WHAT TO PRODUCE | Reproduce each of the lines word for word.

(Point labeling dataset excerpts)
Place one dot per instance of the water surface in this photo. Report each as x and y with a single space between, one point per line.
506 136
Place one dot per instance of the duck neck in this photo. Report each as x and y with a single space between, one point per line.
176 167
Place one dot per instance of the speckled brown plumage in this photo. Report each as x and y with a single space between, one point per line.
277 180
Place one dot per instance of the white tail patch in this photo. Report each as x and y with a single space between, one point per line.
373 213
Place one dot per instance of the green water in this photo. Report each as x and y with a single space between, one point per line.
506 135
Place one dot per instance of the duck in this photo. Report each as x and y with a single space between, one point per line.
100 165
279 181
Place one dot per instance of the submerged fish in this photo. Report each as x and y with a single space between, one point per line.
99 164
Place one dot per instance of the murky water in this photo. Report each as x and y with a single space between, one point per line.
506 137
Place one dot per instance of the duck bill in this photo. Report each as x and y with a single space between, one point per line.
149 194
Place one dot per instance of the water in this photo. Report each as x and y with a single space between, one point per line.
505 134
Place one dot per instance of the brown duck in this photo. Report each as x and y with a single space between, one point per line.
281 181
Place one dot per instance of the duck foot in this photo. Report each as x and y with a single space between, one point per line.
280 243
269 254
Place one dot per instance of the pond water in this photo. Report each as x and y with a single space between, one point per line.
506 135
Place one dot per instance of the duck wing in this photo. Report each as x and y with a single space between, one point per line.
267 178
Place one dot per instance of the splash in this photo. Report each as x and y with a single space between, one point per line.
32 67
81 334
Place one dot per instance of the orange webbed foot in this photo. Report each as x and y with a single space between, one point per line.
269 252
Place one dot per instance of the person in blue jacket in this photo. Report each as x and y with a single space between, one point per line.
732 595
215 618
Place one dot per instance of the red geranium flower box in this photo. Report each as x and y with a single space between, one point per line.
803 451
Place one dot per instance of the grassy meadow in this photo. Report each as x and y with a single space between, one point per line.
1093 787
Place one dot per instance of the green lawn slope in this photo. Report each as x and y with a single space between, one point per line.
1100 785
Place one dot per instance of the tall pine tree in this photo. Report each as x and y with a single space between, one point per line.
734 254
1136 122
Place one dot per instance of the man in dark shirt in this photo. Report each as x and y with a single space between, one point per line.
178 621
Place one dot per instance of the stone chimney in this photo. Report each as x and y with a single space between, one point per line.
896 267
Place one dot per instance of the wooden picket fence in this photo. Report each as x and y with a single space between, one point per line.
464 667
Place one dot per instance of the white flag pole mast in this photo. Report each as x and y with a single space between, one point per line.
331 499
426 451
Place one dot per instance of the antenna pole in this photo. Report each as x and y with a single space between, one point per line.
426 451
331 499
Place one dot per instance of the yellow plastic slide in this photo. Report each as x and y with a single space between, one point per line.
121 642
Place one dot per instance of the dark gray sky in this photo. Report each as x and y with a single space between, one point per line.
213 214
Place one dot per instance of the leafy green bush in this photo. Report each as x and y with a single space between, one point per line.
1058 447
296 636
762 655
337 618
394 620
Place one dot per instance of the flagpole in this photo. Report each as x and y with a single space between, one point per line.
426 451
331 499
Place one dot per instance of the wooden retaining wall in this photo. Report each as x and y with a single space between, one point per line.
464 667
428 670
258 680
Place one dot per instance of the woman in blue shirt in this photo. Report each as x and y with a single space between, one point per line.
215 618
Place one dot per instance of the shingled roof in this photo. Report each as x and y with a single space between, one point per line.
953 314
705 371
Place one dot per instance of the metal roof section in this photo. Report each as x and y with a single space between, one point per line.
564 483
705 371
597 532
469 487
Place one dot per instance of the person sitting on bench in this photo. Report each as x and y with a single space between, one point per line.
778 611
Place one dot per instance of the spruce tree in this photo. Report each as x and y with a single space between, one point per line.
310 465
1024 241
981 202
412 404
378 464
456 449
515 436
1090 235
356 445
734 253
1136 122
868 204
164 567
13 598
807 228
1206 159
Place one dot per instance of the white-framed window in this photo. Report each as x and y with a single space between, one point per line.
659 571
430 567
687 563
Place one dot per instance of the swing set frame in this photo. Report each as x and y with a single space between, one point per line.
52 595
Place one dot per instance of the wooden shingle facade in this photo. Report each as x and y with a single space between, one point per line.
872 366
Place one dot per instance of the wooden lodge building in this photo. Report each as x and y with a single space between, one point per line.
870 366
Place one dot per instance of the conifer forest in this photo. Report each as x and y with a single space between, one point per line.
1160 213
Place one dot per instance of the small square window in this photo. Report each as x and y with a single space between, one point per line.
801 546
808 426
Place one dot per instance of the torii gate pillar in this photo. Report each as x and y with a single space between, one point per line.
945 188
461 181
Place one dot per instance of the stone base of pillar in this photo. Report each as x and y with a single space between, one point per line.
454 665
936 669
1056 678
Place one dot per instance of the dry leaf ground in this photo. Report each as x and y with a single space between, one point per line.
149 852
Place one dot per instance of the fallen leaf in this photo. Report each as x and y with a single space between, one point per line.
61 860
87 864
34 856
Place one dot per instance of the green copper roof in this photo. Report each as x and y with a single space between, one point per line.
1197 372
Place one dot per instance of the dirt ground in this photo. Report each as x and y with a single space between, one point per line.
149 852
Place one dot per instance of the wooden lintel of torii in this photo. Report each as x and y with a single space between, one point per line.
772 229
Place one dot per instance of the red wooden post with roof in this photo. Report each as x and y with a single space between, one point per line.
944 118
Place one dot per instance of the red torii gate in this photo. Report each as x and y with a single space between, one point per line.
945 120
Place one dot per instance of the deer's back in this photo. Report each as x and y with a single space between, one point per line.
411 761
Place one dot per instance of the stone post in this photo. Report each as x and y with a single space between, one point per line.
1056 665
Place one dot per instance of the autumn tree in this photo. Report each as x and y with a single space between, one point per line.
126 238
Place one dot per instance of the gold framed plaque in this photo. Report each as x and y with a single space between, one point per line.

SOLUTION FOR THIS TASK |
Place one dot per instance of the water surface in this photo. Report each as x and y with a single space between, one point per line.
506 136
Place one dot per instance of the duck neck in this photo. Report each as x and y with a single space between, one point per line.
176 167
Place one dot per instance of the speckled brown plumage in this photo. Report each as x and y with a single space between, one point per line.
277 180
Place one dot per instance of the white tail patch in this photo. Report each as x and y with a single space between, one point per line.
373 213
Place one dot per instance of the green water in this photo. Report each as x and y with a single space between, one point per line.
506 135
Place one dot per instance of the duck in this photo. Report each as x and y with a single space between, one point per line.
100 165
279 181
Place one dot per instance of the submerged fish in this photo. Report each as x and y with a single space between, one point per line.
99 164
Place one dot per instance of the murky water in this photo. Report each as x and y with a single space between, one point per line.
506 137
Place one dot per instance of the duck bill in this photo. Report each as x and y with a single space between, one point per line.
149 194
Place one dot per instance of the water in this photo. Report each as x and y with a single space between, one point per line.
505 134
Place one dot per instance of the brown duck in this photo. Report each as x and y with a single space between, one point per line.
281 181
Place one dot per instance of the duck foot in this photo. Report each as x and y with a single space between, one point per line.
280 243
269 254
Place one dot per instance of the pond water in this photo. Report each as x and y with a single space between, one point per line.
506 135
Place one dot per instance of the duck wing in this photo. Report each as x and y with a single space between, one point per line.
267 178
Place one dot per instance of the splash in this photo. Report each as x and y with a single space between, one point per line.
32 67
81 334
Place one dot per instance of the orange webbed foot in this photo. Report each as x and y with a single space between, one point per line.
269 252
Place one dot per instance of the person in blue jacket in this photo. Report each as x and y with a single space between, one point per line.
732 595
215 618
Place one dot per instance of the red geranium flower box in this photo. Report each as x and y with a single space between, one point per line.
803 451
Place one dot per instance of the grassy meadow in this photo. Report each as x and y with a single space between, one point per line.
1093 787
Place one dot per instance of the green lawn slope in this photo. Report each as x and y with a single space between, one point per line.
1100 785
Place one dot per instance of the tall pine tree in this photo. Report each as x and y with a single space between, one point per line.
734 254
1136 122
Place one dot per instance of the man in dark shirt in this photo. Report each as x and y with a single space between, one point per line.
178 621
Place one dot per instance of the stone chimney in this photo. Report each as x and y with a single space between, one point per line.
896 267
Place one dot per instance of the wooden picket fence in this photo. Report each as x and y with a single space between, one point per line.
464 667
Place one dot per instance of the white flag pole mast in this photo. Report each as x and y with a single space between, one point per line.
331 499
426 451
Place one dot per instance of the antenna pole in this photo. Report each as x and y with a single space between, one point per line.
426 451
331 499
Place one dot per instance of the yellow plastic slide in this photo. Report each as x and y with a single space between, one point per line.
121 642
Place one dot per instance of the dark gray sky in this photo. Report each as x and y with a single space between, one point per line.
213 214
Place one dot per instance of the leafy green bush in this photo. Report each as x and y with a single space between, one point per line.
1058 447
296 636
762 655
337 618
394 620
Place one dot per instance of the flagpole in this photo. Report each as x and y with a single space between, one point per line.
426 451
331 499
Place one dot per instance of the wooden retaining wall in this photo. Report each as x and y with a single space between, one point per line.
464 667
428 670
258 680
Place one dot per instance of the woman in blue shirt in this photo. Report each as x and y with a single space between, one point per line.
215 618
Place one dot per instance of the shingled roof in this photo. Report each as x and y with a single space between, one point per line.
953 314
705 371
Place one dot per instance of the metal roof section in this photo. Report each as x and y with a single space between, one point per line.
564 483
705 371
597 532
469 487
Place one dot per instance of the person sitting on bench in this photo. Report each as x and y with a single space between, one point per line.
778 611
Place one dot per instance of the spruce tree in this photo. Report each as x and y with a single space between, one point per line.
310 465
1024 241
981 202
412 404
378 464
456 449
515 436
1090 235
356 445
734 253
1136 122
868 204
164 567
13 598
807 228
1206 159
Place one dot per instance of the white-framed window in this photo. Report each as x and y with a single space between, one point per line.
659 571
430 567
687 563
Place one dot per instance of the swing set frame in this photo. Report each as x and y with a single space between, one point per line.
52 595
Place one dot per instance of the wooden shingle facade in this photo. Report each as x and y with a single space between, one point per line.
872 366
Place one dot per instance of the wooden lodge building in this photo. Report each as x and y with a single space between, one point per line.
870 366
Place one dot per instance of the conifer forest in this photo. Report each as x and y with a single space between, one point per line.
1160 213
Place one dot per instance of the small square window in this photo. Report each as x and y with a single space between, one point per line.
801 546
808 426
Place one dot per instance of the torii gate pillar in this photo. Report each as x and y with a single space between, one point per line.
945 188
461 181
Place one dot per instance of the stone base of pillar in this photo. Report each as x and y with a single space between, one point per line.
454 665
936 669
1056 678
Place one dot per instance of the dry leaf ground in this photo. Report each as x and y with a single space between, one point per line.
149 852
Place one dot per instance of the fallen leaf in this photo. Report each as x and y with a single space between, one point per line.
61 860
87 864
34 856
Place one dot per instance of the green copper roof in this photo. Report each as x and y with a single space between, one point per line.
1197 372
Place one dot per instance of the dirt ground in this photo. Report each as x and y with a single space between, one point per line.
149 852
Place one dot per instance of the wooden lintel of torii in this photo. Report each as x and y with a single space between, one point per line.
772 229
Place one dot per instance of the red wooden post with roof in this photo. Report each as x and y with a single space between, one point per line.
944 118
Place one dot per instance of the red torii gate in this photo. Report each as x and y with a single space between, one point per line.
945 120
Place one dot per instance of the deer's back in this photo. Report each as x and y with a single space between, one point per line.
411 761
Place one dot per instance of the stone post in this photo. Report each as x and y with a single space between, one point per line.
1056 665
Place one dot per instance of the autumn tree in this photo. Report each as x and y with a single space between, one point per line.
126 238
Place one dot per instance of the gold framed plaque in this photo. Report each as x and y with a single space between, one point per line.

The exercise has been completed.